§ **OBJECTIVE**
What follows is a listing; restate every line of it word for word.

## Begin INFORMATION PROVIDED

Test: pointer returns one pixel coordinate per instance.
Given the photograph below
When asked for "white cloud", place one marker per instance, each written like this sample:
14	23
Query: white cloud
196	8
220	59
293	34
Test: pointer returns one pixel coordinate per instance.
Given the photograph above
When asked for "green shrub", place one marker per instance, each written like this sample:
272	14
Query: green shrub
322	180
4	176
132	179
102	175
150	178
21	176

## End INFORMATION PROVIDED

§ **THE COMPLETED TASK**
Test: pointer returns one pixel coordinate per instance.
Given the photograph below
When asked for "white cloud", place one marker per instance, each written like this sample:
14	23
Query: white cloud
196	8
220	59
293	34
Test: pointer returns one pixel coordinate per instance.
Given the photograph above
When asked for "green shrub", place one marker per instance, each written like this sample:
272	14
Query: green shrub
322	180
4	176
132	179
102	175
150	178
21	176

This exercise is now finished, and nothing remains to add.